■ **Short task**
Which streets and avenues does the passage about Sheila and Vanille name?

Hey, I thought….this actually isn’t fair. Not if you give it any thought at all.

Bound

2nd Avenue, East Village, on November 22, 2017

I made a set of images that I never thought I would make. This is Sheila, and my first sight of her, wrapped in scarves and old sweaters, was on St. Mark’s Place this past Tuesday night. She looked like a forgotten and somewhat forlorn elementary school aged child. She watched the parade that is every day St Mark’s and sat, looking to me like she’d been left out of a classmate’s birthday party. She is a homeless street dog, one of innumerable pit bull/pit mixes that I’ve seen accompanied by young street people. A dog to overlook and avoid and ignore. It never once occurred to me that one of these dogs might be cold, or lonely, or in need of a second thought. This one was somehow able to communicate a surprisingly stark form of unhappiness, clearly visible to me for the very first time.

A few portraits and street shots that reflect her life during a few minutes time on these cold, early winter days.

For me, these pictures are about love, and being bound by it, and how we can’t choose everything and everybody we find in our lives, and how we must accept at times what it is that we find we’ve wound up with. And that sometimes we love our captors, and wouldn’t leave, even if we suddenly could. These pictures are for me about being trapped, and never understanding that the love inside is actually a form of stealing liberty, use and abuse.

Sun And Stars

Saturday Night, November 28, 2017

I saw Vanille, Jeanette’s little dog, as she turned the corner onto 13th Street near 1st Avenue. I was tired, and not feeling particularly happy. It’s cold in New York City, and it was very chilly on this on again, off again rainy Saturday night. I wanted to go home, but Vanille had seen me. She seemed oddly out of place, on her own at the corner as she waited for Jeanette to catch up. Jeanette walks very, very slowly, rocking with each step, cane in hand, and in tremendous discomfort. Rheumatoid arthritis and severe back pain don’t keep her indoors, though, and don’t prevent her from taking Vanille out.

■ **Source data**
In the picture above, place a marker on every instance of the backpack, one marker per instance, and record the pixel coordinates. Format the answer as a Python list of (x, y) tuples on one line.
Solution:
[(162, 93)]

■ **The response**
2nd Avenue, St. Mark's Place, 13th Street, and 1st Avenue.